§ Work to do
Rewrite the items below, changing "photograph" to "image" and keeping everything else the same. Leave the pictures out of your answer.

§ Records provided

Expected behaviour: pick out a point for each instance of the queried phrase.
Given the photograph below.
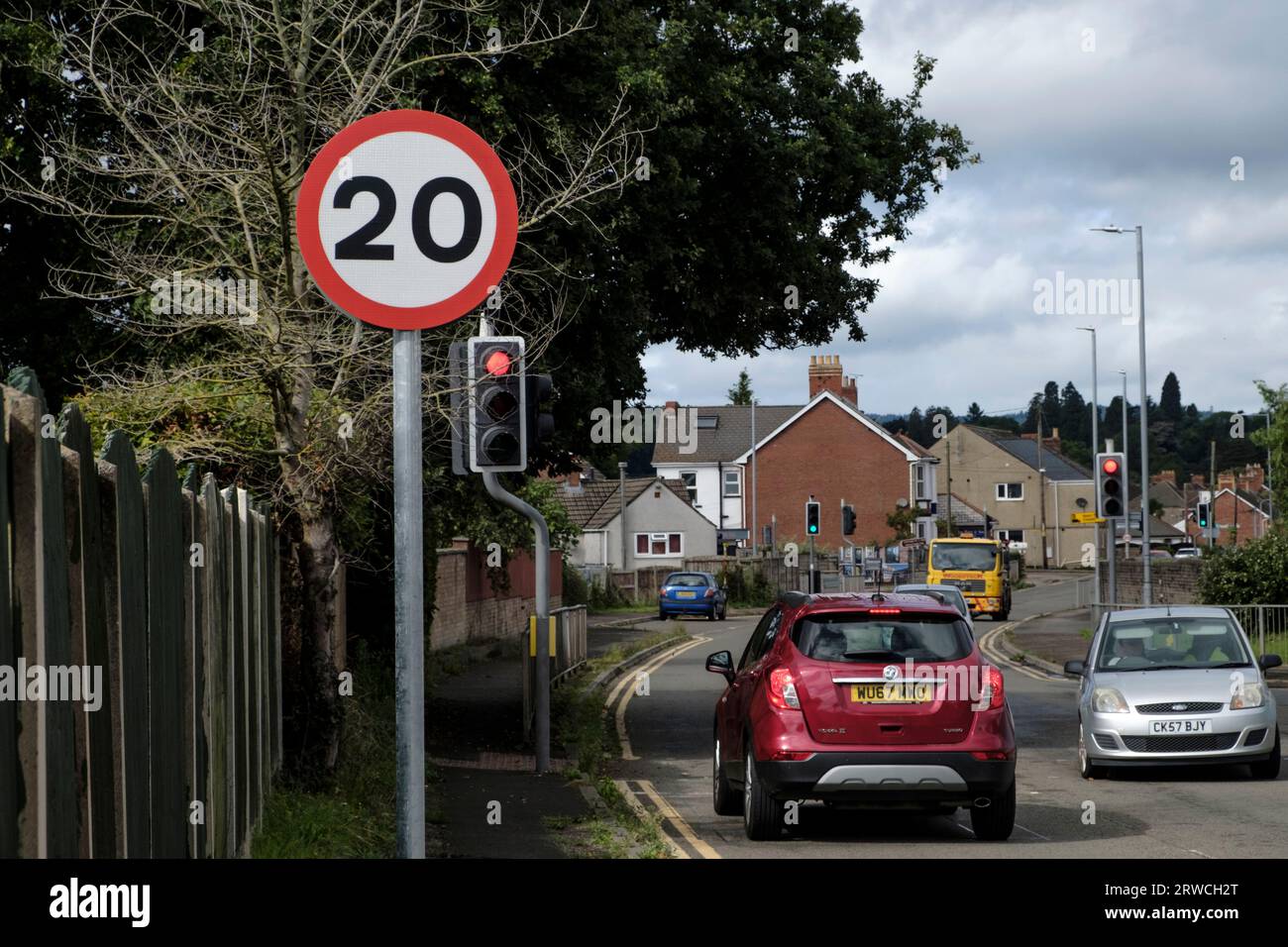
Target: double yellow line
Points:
(621, 697)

§ Correct result
Expected behaviour: pick out a point for each instance of the queried phrase.
Given the image below.
Target: double yellow line
Points:
(621, 697)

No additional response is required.